● Required work
Each entry that follows is to be retyped exactly. Pictures do not belong in the copy.
-- Start of Records for this exercise --
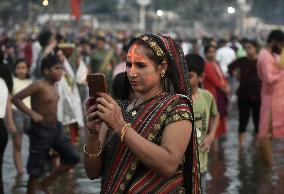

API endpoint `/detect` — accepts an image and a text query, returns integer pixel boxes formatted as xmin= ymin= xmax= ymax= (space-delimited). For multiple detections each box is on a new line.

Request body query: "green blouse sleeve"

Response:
xmin=165 ymin=99 xmax=193 ymax=126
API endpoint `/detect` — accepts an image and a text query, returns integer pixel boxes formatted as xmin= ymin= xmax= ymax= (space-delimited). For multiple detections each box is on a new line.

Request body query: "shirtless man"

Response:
xmin=12 ymin=55 xmax=80 ymax=194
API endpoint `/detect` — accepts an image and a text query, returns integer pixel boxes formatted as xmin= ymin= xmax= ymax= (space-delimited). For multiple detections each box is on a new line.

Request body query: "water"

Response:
xmin=3 ymin=102 xmax=284 ymax=194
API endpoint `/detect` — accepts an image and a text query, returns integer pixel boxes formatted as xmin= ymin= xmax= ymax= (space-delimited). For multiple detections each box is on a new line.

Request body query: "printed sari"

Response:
xmin=101 ymin=34 xmax=201 ymax=194
xmin=101 ymin=94 xmax=198 ymax=193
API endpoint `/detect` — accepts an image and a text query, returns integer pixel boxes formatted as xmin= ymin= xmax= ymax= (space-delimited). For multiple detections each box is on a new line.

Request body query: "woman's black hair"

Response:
xmin=0 ymin=50 xmax=13 ymax=94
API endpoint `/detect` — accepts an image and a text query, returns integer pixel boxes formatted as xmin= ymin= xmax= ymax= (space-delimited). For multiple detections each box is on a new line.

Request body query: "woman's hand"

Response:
xmin=95 ymin=93 xmax=126 ymax=133
xmin=85 ymin=98 xmax=102 ymax=135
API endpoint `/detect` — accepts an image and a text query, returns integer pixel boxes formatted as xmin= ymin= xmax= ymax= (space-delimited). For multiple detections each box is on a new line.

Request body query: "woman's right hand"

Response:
xmin=85 ymin=98 xmax=102 ymax=135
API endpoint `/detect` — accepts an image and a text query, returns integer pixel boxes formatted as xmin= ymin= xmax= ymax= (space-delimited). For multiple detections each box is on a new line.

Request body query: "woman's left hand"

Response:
xmin=96 ymin=93 xmax=126 ymax=133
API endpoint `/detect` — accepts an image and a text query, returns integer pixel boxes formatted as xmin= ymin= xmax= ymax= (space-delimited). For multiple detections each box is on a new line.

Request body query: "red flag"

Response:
xmin=71 ymin=0 xmax=81 ymax=20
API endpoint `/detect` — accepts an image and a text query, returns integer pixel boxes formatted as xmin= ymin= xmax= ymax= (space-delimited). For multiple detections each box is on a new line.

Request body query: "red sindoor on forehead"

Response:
xmin=127 ymin=44 xmax=143 ymax=63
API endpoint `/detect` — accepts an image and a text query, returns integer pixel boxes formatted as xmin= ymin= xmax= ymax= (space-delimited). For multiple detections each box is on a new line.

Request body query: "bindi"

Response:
xmin=127 ymin=44 xmax=144 ymax=63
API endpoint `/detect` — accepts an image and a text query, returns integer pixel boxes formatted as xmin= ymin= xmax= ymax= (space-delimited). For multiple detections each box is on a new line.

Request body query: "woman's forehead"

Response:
xmin=127 ymin=44 xmax=148 ymax=61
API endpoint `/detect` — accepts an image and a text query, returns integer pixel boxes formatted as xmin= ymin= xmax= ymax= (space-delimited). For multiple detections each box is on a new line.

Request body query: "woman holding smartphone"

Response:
xmin=83 ymin=34 xmax=201 ymax=194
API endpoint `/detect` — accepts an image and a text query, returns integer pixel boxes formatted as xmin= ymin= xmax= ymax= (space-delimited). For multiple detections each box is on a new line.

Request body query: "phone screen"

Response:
xmin=87 ymin=73 xmax=107 ymax=99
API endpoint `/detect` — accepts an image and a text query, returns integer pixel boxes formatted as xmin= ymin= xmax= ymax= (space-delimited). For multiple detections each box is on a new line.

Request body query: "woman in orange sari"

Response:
xmin=84 ymin=34 xmax=201 ymax=194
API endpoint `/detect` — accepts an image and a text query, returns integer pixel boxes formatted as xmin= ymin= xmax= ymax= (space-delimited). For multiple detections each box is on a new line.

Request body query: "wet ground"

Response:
xmin=3 ymin=101 xmax=284 ymax=194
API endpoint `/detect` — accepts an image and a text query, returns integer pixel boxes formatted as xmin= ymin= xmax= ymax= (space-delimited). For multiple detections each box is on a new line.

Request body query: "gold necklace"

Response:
xmin=131 ymin=92 xmax=163 ymax=117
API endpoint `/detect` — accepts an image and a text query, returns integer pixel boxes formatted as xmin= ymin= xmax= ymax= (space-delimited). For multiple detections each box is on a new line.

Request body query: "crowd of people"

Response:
xmin=0 ymin=26 xmax=284 ymax=194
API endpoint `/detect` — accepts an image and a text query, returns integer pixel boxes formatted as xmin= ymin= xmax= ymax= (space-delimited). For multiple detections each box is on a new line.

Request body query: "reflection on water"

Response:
xmin=207 ymin=112 xmax=284 ymax=194
xmin=3 ymin=137 xmax=100 ymax=194
xmin=3 ymin=110 xmax=284 ymax=194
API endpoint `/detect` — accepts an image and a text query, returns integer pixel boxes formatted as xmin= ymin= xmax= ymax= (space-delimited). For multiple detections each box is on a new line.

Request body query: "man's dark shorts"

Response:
xmin=27 ymin=121 xmax=80 ymax=177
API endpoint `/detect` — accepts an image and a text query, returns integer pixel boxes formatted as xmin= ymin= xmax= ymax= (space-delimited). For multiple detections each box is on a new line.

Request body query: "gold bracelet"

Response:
xmin=83 ymin=144 xmax=103 ymax=159
xmin=120 ymin=123 xmax=131 ymax=142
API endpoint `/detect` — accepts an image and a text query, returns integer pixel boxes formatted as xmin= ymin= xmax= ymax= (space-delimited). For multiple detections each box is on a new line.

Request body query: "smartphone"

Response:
xmin=87 ymin=73 xmax=108 ymax=102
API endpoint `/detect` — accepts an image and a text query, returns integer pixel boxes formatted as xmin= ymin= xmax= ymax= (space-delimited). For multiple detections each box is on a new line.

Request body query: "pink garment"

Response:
xmin=257 ymin=48 xmax=284 ymax=138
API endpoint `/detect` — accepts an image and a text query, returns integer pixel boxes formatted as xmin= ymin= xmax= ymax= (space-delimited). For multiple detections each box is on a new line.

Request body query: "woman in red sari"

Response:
xmin=84 ymin=34 xmax=201 ymax=194
xmin=203 ymin=45 xmax=229 ymax=138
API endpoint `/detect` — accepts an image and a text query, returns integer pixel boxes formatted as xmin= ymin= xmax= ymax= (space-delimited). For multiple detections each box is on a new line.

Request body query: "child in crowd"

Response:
xmin=185 ymin=54 xmax=219 ymax=193
xmin=12 ymin=55 xmax=80 ymax=194
xmin=10 ymin=59 xmax=32 ymax=175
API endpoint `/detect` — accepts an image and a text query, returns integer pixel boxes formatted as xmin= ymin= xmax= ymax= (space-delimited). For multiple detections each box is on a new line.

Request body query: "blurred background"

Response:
xmin=0 ymin=0 xmax=284 ymax=39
-- End of Records for this exercise --
● Result of this exercise
API endpoint `/detect` — accepts an image and a text query, returns integer pixel boxes formatted as xmin= ymin= xmax= ymax= (space-delimited). For multiple detections each box is on a new line.

Request body query: "green blouse sleeve"

Response:
xmin=165 ymin=99 xmax=193 ymax=126
API endpoint `/detect` — accepts an image and a text query, returns integer pixel boxes formatted as xmin= ymin= xmax= ymax= (space-delimited). For multiple detections each box is on a new line.

Request body query: "shirtless man"

Response:
xmin=12 ymin=55 xmax=80 ymax=194
API endpoint `/detect` — accepts an image and a text query, returns integer pixel boxes formatted as xmin= ymin= xmax= ymax= (space-delimited). For multiple detections each box is on a new line.

Request body query: "water"

Response:
xmin=3 ymin=102 xmax=284 ymax=194
API endpoint `/detect` — accepts an image and a text query, returns integer pixel boxes formatted as xmin= ymin= xmax= ymax= (space-delimited). For multiple detections each box is on a new line.

Request body query: "printed sari"

Response:
xmin=101 ymin=34 xmax=201 ymax=194
xmin=101 ymin=94 xmax=198 ymax=193
API endpoint `/detect` — accepts an image and a text query, returns integer pixel boxes formatted as xmin= ymin= xmax= ymax= (space-delimited). For multiple detections each box is on a new line.

Request body query: "woman's black hair"

Response:
xmin=0 ymin=50 xmax=13 ymax=94
API endpoint `/detect` — accepts an image and a text query, returns integer pixel boxes formatted as xmin= ymin= xmax= ymax= (space-delimited). For multiple detections each box is on a new line.

Request body query: "woman's hand"

Response:
xmin=95 ymin=93 xmax=126 ymax=133
xmin=85 ymin=98 xmax=102 ymax=135
API endpoint `/detect` — accepts an image and a text query, returns integer pixel boxes formatted as xmin= ymin= xmax= ymax= (space-delimited). For multiple detections each box is on a new line.

Request body query: "woman's right hand"

Response:
xmin=85 ymin=98 xmax=102 ymax=135
API endpoint `/detect` — accepts an image and a text query, returns integer pixel boxes formatted as xmin= ymin= xmax= ymax= (space-delimited). For multiple detections each box is on a new line.

Request body query: "woman's left hand"

Response:
xmin=96 ymin=93 xmax=126 ymax=133
API endpoint `/detect` — accepts an image and a text query, returns integer pixel boxes formatted as xmin= ymin= xmax= ymax= (space-delimited). For multiple detections each box is on a new line.

Request body query: "red flag"

Response:
xmin=71 ymin=0 xmax=81 ymax=20
API endpoint `/detect` — accepts an image and a text query, returns integer pixel boxes formatted as xmin= ymin= xmax= ymax= (space-delimited). For multiple detections each box is on a new line.

Request body query: "red sindoor on forehead"

Response:
xmin=127 ymin=44 xmax=143 ymax=63
API endpoint `/detect` — accepts an image and a text query, returns integer pixel boxes formatted as xmin= ymin= xmax= ymax= (space-delimited). For multiple detections each box is on a new line.

Request body query: "bindi"

Response:
xmin=127 ymin=44 xmax=144 ymax=63
API endpoint `/detect` — accepts an image and a text query, returns integer pixel boxes formatted as xmin= ymin= xmax= ymax= (space-delimited). For multiple detections each box is on a new line.

Request body query: "woman's forehead"

Response:
xmin=127 ymin=44 xmax=148 ymax=61
API endpoint `/detect` — accepts an image and a text query, returns integer pixel boxes formatted as xmin= ymin= xmax= ymax= (space-delimited). For multiple detections each box is on a new line.

Request body query: "woman holding smartphone"

Response:
xmin=83 ymin=34 xmax=201 ymax=194
API endpoint `/detect` — accepts an image and a text query, returns integer pixel boxes formatted as xmin= ymin= xmax= ymax= (space-delimited). For multiple detections each box is on a new line.

Request body query: "phone screen"

Response:
xmin=87 ymin=73 xmax=107 ymax=99
API endpoint `/detect` — accepts an image and a text query, returns integer pixel boxes formatted as xmin= ymin= xmax= ymax= (space-delimited). For multiple detections each box is on a new line.

Request body query: "woman in orange sari"

Response:
xmin=84 ymin=34 xmax=201 ymax=194
API endpoint `/detect` — accepts an image and a text query, returns integer pixel boxes formatted as xmin= ymin= xmax= ymax= (space-delimited). For multiple detections each box is on a new line.

Request body query: "wet ground"

Response:
xmin=3 ymin=101 xmax=284 ymax=194
API endpoint `/detect` — accepts an image and a text query, returns integer pixel boxes formatted as xmin= ymin= xmax= ymax= (space-delimited). For multiple detections each box is on a new line.

Request body query: "gold necklace"

Response:
xmin=131 ymin=92 xmax=163 ymax=117
API endpoint `/detect` — accepts an image and a text query, returns integer pixel boxes formatted as xmin= ymin= xmax= ymax= (space-delimited). For multiple detections each box is on a new line.

Request body query: "crowd of people"

Response:
xmin=0 ymin=26 xmax=284 ymax=194
API endpoint `/detect` — accepts an image and a text query, returns integer pixel boxes formatted as xmin= ymin= xmax= ymax= (space-delimited). For multiple detections each box is on a new line.

Request body query: "reflection on water"

Response:
xmin=207 ymin=112 xmax=284 ymax=194
xmin=3 ymin=137 xmax=100 ymax=194
xmin=3 ymin=110 xmax=284 ymax=194
API endpoint `/detect` — accepts an image and a text query, returns integer pixel boxes formatted as xmin= ymin= xmax= ymax= (space-delimited). For multiple detections each box is on a new line.

Request body query: "man's dark shorts"

Response:
xmin=27 ymin=121 xmax=80 ymax=177
API endpoint `/detect` — accepts an image and a text query, returns integer pixel boxes formatted as xmin= ymin= xmax= ymax= (space-delimited). For multiple detections each box is on a new line.

Request body query: "gold bracelet"

Response:
xmin=83 ymin=144 xmax=103 ymax=159
xmin=120 ymin=123 xmax=131 ymax=142
API endpoint `/detect` — accepts an image and a text query, returns integer pixel boxes formatted as xmin= ymin= xmax= ymax= (space-delimited). For multiple detections each box is on a new line.

Request body query: "smartphone"

Response:
xmin=87 ymin=73 xmax=108 ymax=102
API endpoint `/detect` — accepts an image and a text query, returns integer pixel boxes formatted as xmin= ymin= xmax= ymax= (space-delimited). For multiple detections each box is on a new line.

Request body query: "pink garment"

Response:
xmin=257 ymin=48 xmax=284 ymax=138
API endpoint `/detect` — accepts an image and a text query, returns integer pixel boxes formatted as xmin= ymin= xmax= ymax= (space-delimited). For multiple detections each box is on a new line.

Request body query: "woman in red sari"

Response:
xmin=84 ymin=34 xmax=201 ymax=194
xmin=203 ymin=45 xmax=229 ymax=138
API endpoint `/detect` — accepts an image and a text query, returns integer pixel boxes formatted as xmin= ymin= xmax= ymax= (space-delimited). For multiple detections each box is on a new line.

Request body query: "child in crowd"

Response:
xmin=185 ymin=54 xmax=219 ymax=193
xmin=12 ymin=55 xmax=80 ymax=194
xmin=10 ymin=59 xmax=32 ymax=175
API endpoint `/detect` — accepts an image and a text query, returns integer pixel boxes formatted as xmin= ymin= xmax= ymax= (space-delimited). For multiple detections each box is on a new line.

Request body query: "blurred background"

Response:
xmin=0 ymin=0 xmax=284 ymax=39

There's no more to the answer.